Do this: Continue the passage on export control regimes and the Arms Trade Treaty from its final sentence, keeping its voice.

Passage:
<<<<
Significant efforts have also been taken to promote the WA and to encourage voluntary adherence to the WA’s standards by non-WA members. The WA continues to undertake outreach in support of its aims and objectives, in particular through post-Plenary briefings, interaction with industry and bilateral dialogues with non-WA members.

Participating states in each of these consensus-based groups have voluntarily committed to observe coordinated export control guidelines and control lists. The guidelines and control lists increasingly are observed by non-member adherent countries; some of the regime lists also feature in UN Security Council Resolutions (UNSCRs) on Iran and North Korea. They are also implicitly endorsed by UNSCR 1540, which requires all UN Member States to have nonproliferation export controls to prevent the proliferation of weapons of mass destruction or their means of delivery and to prevent their acquisition by terrorist groups or other non-state actors. As a founding member and strong supporter of these regimes, the United States welcomes expanding acceptance of their multilateral export control standards.

All four regimes continue efforts to expand their outreach and dialogue with non-participating states. These efforts further the regimes’ nonproliferation objectives through technical interactions with unilateral adherents as well as pursuing greater international acceptance of the guidelines and control lists among the broader international community. At the same time, there has been strong interest by some countries to become part of the regimes.

Arms Trade Treaty (ATT)

118 countries (including the United States) have signed the Arms Trade Treaty or ATT, of which 41 have ratified, putting it near the 50 ratifications needed for its entry into force. When Secretary Kerry signed the Treaty last September, he explained what the treaty is about and why this historic treaty is in the United States’ interest. It is worth repeating his words. He said this treaty is about keeping weapons out of the hands of terrorists and rogue actors. It is about reducing the risk of illicit international transfers of conventional arms that will be used to carry out the world’s worst crimes. It is about keeping Americans safe and keeping America strong. It is about promoting international peace and global security, and about advancing important humanitarian goals.

Secretary Kerry also clearly spelled out what this treaty is not. It is not about taking away domestic freedoms. As the President has said, he strongly believes that the Second Amendment guarantees an individual’s right to bear arms. The treaty is fully consistent with the rights of U.S. citizens, including those conferred by the Second Amendment. The ATT recognizes the freedom of individuals and states to obtain, possess, and use arms for legitimate purposes. This treaty reaffirms the sovereign right of each country to decide for itself, consistent with its own constitution and legal requirements, how to deal with conventional arms exclusively within its borders.

Let me add one other thing that this treaty is not. It is not about limiting a country’s sovereign right to conduct responsible arms transfers. Indeed, the ATT is a trade regulation treaty focused exclusively on the international trade in conventional arms. It aims to create a global framework for countries’ responsible national regulation of the international transfer of conventional arms, which the treaty recognizes as a legitimate activity that supports countries’ national security and commercial interests.

The ATT will compel countries to undertake rigorous national assessments when making decisions to export weapons so that, in the future, rather than conventional arms being secreted out of warehouses and into the unknown, a government will need to have a control system in place to adequately review the request to authorize the export of such arms to another country. In this way, the Arms Trade Treaty helps establish a common international standard for regulating the international trade in conventional arms. The Arms Trade Treaty won’t change what the U.S. does on a day-to-day basis to implement effective export and import controls on conventional arms and address illicit shipments of conventional arms. Rather, it will induce other countries to come up to our standards. The goals of the ATT are important goals that are also aligned with our foreign policy and national security interests. We believe it is important for the United States to give a public endorsement of the ATT and its effectiveness so that as many other states as possible will be encouraged to sign on as well.
>>>>
Entries pointing to named objects:
<<<<
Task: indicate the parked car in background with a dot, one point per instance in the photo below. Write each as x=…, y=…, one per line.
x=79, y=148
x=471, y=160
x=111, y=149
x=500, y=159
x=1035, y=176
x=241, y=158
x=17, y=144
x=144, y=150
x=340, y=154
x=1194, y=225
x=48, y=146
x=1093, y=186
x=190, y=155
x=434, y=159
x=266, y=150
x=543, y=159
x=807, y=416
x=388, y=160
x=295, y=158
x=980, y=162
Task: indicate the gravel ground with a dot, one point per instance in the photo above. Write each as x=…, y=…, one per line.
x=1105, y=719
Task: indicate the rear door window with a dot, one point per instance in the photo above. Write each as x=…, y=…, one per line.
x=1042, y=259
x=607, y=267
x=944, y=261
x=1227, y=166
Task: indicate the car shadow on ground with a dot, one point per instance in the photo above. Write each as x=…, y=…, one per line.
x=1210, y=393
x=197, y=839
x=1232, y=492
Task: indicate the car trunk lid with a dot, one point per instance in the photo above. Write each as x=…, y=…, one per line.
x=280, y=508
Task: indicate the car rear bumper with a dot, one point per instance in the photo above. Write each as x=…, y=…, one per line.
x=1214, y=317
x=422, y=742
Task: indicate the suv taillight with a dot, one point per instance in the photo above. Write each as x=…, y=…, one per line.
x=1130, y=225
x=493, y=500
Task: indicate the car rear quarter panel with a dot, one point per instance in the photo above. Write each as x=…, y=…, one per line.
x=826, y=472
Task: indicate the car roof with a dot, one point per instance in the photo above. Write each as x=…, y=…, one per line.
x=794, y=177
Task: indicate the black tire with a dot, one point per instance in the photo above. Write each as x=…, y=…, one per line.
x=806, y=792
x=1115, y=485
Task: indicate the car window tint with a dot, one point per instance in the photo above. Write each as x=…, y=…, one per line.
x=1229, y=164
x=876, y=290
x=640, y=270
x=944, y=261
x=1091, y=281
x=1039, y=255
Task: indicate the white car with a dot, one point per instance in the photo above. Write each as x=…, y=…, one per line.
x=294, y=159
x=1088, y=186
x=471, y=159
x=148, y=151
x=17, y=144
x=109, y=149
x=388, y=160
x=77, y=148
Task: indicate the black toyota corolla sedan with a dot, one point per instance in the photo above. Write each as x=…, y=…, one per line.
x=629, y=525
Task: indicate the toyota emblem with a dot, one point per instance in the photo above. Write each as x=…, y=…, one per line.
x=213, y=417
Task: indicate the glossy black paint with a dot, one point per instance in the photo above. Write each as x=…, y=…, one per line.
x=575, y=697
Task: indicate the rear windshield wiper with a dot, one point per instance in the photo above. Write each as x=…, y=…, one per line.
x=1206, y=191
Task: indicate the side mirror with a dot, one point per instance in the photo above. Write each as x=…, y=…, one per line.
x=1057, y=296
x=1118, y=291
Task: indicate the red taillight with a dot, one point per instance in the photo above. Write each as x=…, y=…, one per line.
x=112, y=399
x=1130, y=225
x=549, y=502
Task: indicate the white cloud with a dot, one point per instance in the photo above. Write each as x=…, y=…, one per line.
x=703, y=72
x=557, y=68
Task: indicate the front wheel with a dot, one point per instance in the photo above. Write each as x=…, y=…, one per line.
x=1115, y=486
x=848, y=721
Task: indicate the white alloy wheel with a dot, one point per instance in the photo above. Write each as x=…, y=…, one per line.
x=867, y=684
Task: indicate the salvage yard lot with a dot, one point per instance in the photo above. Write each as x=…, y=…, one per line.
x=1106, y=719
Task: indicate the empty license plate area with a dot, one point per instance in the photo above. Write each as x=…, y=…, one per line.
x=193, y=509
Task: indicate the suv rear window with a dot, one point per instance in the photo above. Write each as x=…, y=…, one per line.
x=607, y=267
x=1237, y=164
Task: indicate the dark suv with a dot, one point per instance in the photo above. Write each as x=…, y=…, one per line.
>>>>
Response to this exercise:
UN Security Council Resolution 1540

As I noted, the U.N. Security Council has adopted a number of resolutions that extend the reach of multilateral controls. Renewal of the mandate of the UNSCR 1540 Committee to 2021 marked a critical diplomatic achievement.  In extending this mandate, the U.N. Security Council requested that the Committee identify effective practices for implementing UNSCR 1540. In addition to the international practices it has already identified in its earlier reports, the 1540 Committee has begun assembling an additional set of effective practices, including on export controls, identified by the United States and other countries. The Security Council also encouraged the Committee to draw on relevant expertise, including from the private sector, so the 1540 Committee has enhanced its work with industry, especially through a series of industry-focused meetings hosted by Germany, which recognizes the crucial role of industry in developing develop effective measures to control WMD-related materials and technologies

Export Control and Related Border Security (EXBS)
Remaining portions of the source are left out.